**SOURCE PASSAGE:**
-- Start --

When notices deemed sent by advertisement

252 A notice, document or other information sent or supplied by the Company to a member by means of public advertisement shall be deemed to have been received on the day on which the advertisement appears.

No entitlement to receive notice if the Company has no current address

253 A member shall not be entitled to receive any notice, document or information that is required or authorised to be sent or supplied to him by the Company by a provision of the Statutes or pursuant to these Articles or to any other rules or regulations to which the Company may be subject if documents or information sent or supplied to that member by post in accordance with these Articles have been returned undelivered to the Company:

 

(a)

on at least two (2) consecutive occasions; or

 

(b)

on one occasion and reasonable enquiries have failed to establish the member’s address.

Without prejudice to the generality of the foregoing, any notice of a general meeting of the Company which is in fact sent or purports to be sent to such member shall be ignored for the purpose of determining the validity of the proceedings at such general meeting.

A member to whom this Article 253 applies shall become entitled to receive such documents or information when he has given the Company an address to which they may be sent or supplied or shall have informed the Company in such manner as may be specified to the Company of an electronic address to which they may be sent or supplied.

Notice during disruption of services

254 Subject to the Statutes, if at any time the Company is unable effectively to convene a general meeting by notices sent through the post as a result of the suspension or curtailment of postal services, notice of general meetings may be sufficiently given by advertisement. Any notice given by advertisement for the purposes of this Article 254 shall be advertised in at least one newspaper having national circulation in the United Kingdom. If advertised in more than one (1) newspaper, the advertisements shall appear on the same date. Such notice shall be deemed to have been sent to all persons who are entitled to have notice of meetings sent to them on the day when the advertisement appears. In any such case, the Company shall send confirmatory copies of the notice by post, if at least seven (7) days before the meeting the posting of notices to addresses again becomes practicable.

Execution of documents

255 Where a document is required under these Articles to be signed by a member or any other person, if the document is in electronic form, then in order to be valid the document must either:

 

(a)

incorporate the electronic signature or personal identification details (which may be details previously allocated by the Company) of that member or other person in such form as the Board may approve; or

 

(b)

be accompanied by such other evidence as the Board may require in order to be satisfied that the document is genuine.

-- End --

**AIM OF THE TASK:**
Reproduce the passage on company notices word for word, from "incorporate the electronic" up to and including "document is genuine.".

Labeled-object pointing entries
-- Start --

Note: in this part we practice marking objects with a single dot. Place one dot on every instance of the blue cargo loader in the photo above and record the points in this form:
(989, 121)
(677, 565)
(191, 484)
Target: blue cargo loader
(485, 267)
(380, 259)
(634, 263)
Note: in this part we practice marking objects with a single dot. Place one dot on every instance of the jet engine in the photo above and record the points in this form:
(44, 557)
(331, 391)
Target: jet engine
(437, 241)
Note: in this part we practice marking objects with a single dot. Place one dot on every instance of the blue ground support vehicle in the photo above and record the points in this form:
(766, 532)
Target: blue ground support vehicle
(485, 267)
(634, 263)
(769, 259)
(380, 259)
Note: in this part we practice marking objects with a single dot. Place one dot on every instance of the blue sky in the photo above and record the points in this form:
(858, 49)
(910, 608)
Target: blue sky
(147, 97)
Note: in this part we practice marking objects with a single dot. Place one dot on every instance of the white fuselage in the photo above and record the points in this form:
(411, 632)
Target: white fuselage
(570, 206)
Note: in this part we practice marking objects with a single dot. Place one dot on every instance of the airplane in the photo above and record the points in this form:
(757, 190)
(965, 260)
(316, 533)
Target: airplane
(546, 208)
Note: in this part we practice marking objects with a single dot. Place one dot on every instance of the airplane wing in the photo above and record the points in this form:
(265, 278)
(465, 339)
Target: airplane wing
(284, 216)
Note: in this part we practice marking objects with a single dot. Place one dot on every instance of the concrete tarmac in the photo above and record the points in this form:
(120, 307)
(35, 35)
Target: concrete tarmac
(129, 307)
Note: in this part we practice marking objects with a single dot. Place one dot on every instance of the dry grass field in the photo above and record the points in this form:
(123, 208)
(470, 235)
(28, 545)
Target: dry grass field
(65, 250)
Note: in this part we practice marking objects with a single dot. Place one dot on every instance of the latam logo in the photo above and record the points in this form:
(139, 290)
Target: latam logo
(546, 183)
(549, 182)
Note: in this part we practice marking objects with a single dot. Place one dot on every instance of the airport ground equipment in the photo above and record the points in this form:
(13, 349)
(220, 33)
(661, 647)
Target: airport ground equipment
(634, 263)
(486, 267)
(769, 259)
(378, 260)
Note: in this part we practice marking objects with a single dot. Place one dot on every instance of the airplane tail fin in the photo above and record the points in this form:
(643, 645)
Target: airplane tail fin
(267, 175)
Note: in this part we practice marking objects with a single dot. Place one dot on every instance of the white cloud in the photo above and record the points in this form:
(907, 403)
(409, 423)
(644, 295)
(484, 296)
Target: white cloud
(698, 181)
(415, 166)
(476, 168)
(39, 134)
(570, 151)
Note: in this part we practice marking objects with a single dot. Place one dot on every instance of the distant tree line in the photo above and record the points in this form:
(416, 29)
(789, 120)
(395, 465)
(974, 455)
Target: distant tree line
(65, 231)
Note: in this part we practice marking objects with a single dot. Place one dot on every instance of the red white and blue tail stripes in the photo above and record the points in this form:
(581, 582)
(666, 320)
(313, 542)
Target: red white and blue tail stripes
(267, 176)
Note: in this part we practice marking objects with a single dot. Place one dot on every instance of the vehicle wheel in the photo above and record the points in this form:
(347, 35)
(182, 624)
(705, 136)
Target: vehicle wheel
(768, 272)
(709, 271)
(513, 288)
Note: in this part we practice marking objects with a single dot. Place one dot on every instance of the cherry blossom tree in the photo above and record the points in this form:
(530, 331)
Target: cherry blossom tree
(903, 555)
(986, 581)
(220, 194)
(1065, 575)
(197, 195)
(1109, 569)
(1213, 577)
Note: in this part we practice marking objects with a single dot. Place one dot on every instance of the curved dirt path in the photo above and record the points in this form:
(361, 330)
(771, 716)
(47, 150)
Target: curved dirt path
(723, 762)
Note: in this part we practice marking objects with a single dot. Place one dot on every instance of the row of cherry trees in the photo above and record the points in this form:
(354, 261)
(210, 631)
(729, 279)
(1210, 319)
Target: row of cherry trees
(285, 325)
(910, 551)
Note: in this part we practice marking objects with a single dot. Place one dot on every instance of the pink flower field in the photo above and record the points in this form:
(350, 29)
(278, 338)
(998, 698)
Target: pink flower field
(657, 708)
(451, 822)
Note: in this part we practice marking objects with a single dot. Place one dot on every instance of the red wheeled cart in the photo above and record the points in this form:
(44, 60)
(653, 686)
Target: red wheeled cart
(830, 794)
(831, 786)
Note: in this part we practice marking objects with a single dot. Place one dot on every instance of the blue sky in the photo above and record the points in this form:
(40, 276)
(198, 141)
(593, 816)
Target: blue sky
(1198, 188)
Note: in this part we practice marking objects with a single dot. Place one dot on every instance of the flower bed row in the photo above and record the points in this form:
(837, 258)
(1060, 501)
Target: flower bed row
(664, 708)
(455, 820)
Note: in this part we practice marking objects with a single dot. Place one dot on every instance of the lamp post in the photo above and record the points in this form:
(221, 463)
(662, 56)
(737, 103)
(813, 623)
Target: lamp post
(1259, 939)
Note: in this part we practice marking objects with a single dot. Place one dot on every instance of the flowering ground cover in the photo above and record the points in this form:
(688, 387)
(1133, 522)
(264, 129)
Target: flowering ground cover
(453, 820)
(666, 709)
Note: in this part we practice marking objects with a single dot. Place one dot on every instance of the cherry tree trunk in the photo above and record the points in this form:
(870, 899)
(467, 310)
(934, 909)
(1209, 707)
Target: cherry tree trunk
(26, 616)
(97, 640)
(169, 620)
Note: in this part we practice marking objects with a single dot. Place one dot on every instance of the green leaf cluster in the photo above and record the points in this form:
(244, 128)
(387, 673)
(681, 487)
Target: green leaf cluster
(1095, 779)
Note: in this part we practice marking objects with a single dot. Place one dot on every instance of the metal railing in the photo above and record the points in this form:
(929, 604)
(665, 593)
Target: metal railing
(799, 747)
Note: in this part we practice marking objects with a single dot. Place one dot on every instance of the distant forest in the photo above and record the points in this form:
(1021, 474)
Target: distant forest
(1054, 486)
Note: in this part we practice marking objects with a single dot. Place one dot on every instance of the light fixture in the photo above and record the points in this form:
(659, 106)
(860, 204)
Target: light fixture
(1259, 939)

-- End --

**THE SOLUTION:**
incorporate the electronic signature or personal identification details (which may be details previously allocated by the Company) of that member or other person in such form as the Board may approve; or

 

(b)

be accompanied by such other evidence as the Board may require in order to be satisfied that the document is genuine.